[GIVEN RECORDS]
============================================================

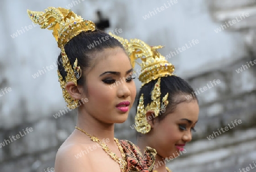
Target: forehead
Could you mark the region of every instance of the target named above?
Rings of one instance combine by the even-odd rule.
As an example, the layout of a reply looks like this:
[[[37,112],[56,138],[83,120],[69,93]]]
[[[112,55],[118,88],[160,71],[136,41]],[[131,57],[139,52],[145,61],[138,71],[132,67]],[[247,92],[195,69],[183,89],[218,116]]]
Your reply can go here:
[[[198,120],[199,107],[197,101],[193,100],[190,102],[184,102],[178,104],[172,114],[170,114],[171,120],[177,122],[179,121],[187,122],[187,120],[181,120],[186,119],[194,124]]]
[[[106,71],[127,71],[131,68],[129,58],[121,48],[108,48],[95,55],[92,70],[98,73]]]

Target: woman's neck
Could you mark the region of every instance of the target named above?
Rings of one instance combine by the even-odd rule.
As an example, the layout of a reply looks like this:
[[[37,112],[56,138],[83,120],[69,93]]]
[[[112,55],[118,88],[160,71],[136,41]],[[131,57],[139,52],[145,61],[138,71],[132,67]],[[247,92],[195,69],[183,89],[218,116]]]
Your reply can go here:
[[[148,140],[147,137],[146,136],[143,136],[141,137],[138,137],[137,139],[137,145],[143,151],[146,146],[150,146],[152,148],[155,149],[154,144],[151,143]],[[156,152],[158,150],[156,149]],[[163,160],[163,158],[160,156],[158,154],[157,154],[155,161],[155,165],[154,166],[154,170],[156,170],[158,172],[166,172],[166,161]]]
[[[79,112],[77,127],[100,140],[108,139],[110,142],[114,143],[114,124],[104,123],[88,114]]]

============================================================

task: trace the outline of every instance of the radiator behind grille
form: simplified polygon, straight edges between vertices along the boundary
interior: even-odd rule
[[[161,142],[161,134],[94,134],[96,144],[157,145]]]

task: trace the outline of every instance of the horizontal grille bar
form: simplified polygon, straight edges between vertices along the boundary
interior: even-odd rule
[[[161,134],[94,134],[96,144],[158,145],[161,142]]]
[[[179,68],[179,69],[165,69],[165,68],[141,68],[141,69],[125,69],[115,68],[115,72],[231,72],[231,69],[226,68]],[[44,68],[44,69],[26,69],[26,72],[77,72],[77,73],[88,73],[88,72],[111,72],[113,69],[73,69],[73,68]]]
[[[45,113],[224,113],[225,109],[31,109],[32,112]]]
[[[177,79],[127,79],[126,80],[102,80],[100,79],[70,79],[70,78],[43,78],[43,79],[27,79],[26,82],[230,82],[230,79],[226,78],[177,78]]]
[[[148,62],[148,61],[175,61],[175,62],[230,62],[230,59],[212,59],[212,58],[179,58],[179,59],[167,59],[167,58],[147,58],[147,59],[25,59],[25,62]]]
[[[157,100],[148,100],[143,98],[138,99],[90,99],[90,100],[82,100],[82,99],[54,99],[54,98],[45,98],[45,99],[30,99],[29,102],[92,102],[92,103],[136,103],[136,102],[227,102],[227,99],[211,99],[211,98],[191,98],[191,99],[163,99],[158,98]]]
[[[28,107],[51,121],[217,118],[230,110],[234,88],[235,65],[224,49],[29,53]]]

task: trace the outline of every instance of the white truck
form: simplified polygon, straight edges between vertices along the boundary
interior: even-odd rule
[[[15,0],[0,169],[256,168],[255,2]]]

============================================================

[WHAT IS EXPECTED]
Print the stretch of data from the line containing "task: trace the outline of every instance of the white" through the line containing "[[[15,0],[0,169],[256,168],[255,2]]]", both included, reproducing each line without any change.

[THE SOLUTION]
task: trace the outline of every instance of the white truck
form: simplified polygon, straight edges between vertices along the boundary
interior: even-odd rule
[[[15,0],[0,169],[256,168],[255,2]]]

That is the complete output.